-- STATED GOAL 1 --
Put the entries below, from the line containing "In this exercise you will label every instance of the row" through the line containing "x=329, y=256", into a two-column CSV with the headers request and answer. Use one row per request, with its text and its answer each in a single quoted field and line breaks replaced by spaces.

Capra's America: Smiling through

Clark Gable and Claudette Colbert in It Happened One Night (dir. Frank Capra, 1934).

The sentimentality of Capra can be hard to swallow—especially in swill like You Can’t Take It With You (1938)—but it goes down easy in It Happened One Night (1934), a film whose charms are still going strong eighty-plus years on.  It’s the kind of universally appealing comedy in front of which nearly anyone could be sat down and made to have a good time.  A lot of that has to do with the easy chemistry between Gable and Colbert.  It also has to do with Capra’s populism as a filmmaker.  His comedies don’t have the insane, giddy weirdness of, say, Preston Sturges’; they’re humble and sweet, and only ever take shots at easy targets like snobby/evil rich people.  A harder-hearted critic would dismiss them for being too safe.  But the humble charms of It Happened One Night are pure, innocent, and irresistible.  It’s a film that’s almost impossible to dislike, even when an entire busful of people launch into an impromptu sing-a-long to “The Man on the Flying Trapeze." It's to Capra's credit that, almost against our will, we respond to such a moment with a grin instead of an eyeroll.

-- STATED GOAL 2 --
Keep writing the piece on Capra's It Happened One Night, picking up right after its last sentence.

-- Point-labeling examples --
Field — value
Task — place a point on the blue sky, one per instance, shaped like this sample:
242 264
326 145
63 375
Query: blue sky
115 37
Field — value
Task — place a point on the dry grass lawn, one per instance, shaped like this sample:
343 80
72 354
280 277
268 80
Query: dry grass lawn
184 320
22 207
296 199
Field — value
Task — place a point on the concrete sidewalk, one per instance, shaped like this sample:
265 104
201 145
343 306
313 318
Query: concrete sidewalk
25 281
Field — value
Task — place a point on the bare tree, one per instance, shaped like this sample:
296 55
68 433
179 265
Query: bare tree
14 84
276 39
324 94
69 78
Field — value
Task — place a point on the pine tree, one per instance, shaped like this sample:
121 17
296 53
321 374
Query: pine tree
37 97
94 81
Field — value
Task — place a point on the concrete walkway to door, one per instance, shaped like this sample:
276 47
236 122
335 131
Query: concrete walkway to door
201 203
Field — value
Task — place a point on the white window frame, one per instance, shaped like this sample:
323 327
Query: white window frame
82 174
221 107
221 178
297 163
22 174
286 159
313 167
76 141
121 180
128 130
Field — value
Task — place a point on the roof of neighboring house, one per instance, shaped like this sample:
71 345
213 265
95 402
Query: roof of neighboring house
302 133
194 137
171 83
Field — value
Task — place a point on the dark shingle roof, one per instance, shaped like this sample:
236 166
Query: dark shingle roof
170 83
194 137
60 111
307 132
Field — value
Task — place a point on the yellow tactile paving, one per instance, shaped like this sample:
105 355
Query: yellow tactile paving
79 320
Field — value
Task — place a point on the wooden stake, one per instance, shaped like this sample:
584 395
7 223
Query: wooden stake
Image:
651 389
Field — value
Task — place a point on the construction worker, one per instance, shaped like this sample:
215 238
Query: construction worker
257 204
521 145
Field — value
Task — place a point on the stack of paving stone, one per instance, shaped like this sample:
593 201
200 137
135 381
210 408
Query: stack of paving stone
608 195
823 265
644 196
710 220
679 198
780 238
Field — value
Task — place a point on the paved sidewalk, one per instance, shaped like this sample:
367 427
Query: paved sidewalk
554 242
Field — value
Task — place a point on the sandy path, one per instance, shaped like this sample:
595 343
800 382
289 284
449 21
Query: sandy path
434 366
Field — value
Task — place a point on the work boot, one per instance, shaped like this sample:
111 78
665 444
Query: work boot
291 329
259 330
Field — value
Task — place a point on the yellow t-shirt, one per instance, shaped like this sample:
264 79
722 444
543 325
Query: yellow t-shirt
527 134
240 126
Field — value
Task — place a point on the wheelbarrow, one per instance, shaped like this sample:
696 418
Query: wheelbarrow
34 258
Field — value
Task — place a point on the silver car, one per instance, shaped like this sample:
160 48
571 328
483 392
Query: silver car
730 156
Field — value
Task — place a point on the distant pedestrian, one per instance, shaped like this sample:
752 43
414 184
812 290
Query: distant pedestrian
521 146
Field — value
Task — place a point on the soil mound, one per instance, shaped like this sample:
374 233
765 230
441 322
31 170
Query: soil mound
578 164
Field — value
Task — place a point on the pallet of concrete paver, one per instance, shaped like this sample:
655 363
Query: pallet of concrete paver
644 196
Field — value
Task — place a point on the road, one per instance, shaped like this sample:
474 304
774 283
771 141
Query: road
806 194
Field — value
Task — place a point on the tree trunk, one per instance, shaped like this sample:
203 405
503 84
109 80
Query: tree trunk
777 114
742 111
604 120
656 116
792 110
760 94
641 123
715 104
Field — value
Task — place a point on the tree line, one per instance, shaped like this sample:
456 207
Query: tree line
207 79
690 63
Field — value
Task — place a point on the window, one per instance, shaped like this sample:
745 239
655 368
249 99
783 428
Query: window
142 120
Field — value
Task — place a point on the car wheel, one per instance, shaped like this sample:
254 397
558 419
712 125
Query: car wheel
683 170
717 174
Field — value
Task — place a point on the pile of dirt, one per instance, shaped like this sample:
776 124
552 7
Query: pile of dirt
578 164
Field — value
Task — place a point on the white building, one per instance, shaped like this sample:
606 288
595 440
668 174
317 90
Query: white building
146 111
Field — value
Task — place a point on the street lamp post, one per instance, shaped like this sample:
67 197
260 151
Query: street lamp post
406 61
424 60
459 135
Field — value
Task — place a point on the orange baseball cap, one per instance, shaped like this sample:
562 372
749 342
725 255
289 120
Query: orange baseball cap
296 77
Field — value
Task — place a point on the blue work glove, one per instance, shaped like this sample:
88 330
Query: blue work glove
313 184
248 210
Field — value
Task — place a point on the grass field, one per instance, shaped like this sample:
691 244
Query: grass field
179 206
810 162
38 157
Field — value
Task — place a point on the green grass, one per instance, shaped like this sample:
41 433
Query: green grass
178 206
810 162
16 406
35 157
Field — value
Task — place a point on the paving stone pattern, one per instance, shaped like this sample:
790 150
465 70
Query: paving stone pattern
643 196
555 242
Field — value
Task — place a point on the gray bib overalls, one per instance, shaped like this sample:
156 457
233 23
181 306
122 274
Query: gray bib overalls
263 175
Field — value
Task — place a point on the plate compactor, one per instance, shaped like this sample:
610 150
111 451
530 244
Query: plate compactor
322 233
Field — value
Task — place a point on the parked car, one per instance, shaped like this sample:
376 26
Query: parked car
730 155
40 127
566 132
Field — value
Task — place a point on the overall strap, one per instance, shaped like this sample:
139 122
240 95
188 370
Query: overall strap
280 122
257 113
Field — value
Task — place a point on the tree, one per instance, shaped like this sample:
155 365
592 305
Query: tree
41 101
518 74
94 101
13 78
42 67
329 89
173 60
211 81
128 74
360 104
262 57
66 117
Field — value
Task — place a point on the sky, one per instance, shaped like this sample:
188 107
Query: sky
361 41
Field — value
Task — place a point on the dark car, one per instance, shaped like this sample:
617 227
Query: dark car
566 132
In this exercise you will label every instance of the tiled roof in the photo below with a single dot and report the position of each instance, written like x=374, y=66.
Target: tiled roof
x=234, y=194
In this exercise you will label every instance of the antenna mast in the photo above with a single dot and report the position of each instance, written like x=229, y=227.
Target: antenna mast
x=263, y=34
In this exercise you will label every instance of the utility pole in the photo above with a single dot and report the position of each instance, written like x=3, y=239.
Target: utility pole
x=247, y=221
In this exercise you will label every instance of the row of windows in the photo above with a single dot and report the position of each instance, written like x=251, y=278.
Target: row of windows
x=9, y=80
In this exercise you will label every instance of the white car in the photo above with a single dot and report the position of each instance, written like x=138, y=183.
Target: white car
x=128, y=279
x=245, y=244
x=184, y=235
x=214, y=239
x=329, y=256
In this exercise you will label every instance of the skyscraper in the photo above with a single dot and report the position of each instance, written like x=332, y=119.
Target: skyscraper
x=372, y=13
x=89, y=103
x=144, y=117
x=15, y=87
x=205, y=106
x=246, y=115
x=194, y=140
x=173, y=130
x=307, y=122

-- RIGHT ANSWER 1 --
request,answer
"In this exercise you will label every instance of the row of windows in the photo above with a single dot and report the position of each instance, written like x=251, y=278. Target: row of windows","x=9, y=80"
"In this exercise you will label every instance of the white car in the photo above with a single dot and report the position of each instance, written like x=138, y=183. Target: white car","x=128, y=279 x=245, y=244 x=184, y=235 x=214, y=239 x=329, y=256"

-- RIGHT ANSWER 2 --
Capra’s vision of America in It Happened One Night is also, somehow, irresistible in its purity and innocence.  This is a Depression-era U.S. in which even the hobos riding the rails meet Gable's salutations with smiles and waves, and the railway crossing guard smiles as he admonishes Gable for impatiently honking his car horn.  America is perpetually smiling in Capra, even sometimes through tears.  That’s the essence of screwball comedy as shared by Hawks and Sturges—smiling in the face of pain—but in Capra it’s never offset by bitterness or snark.  There’s not a cynical bone in the body of this film; for better or worse, you never doubt for a second that Capra believes in every last one of those smiles.     

America smiling.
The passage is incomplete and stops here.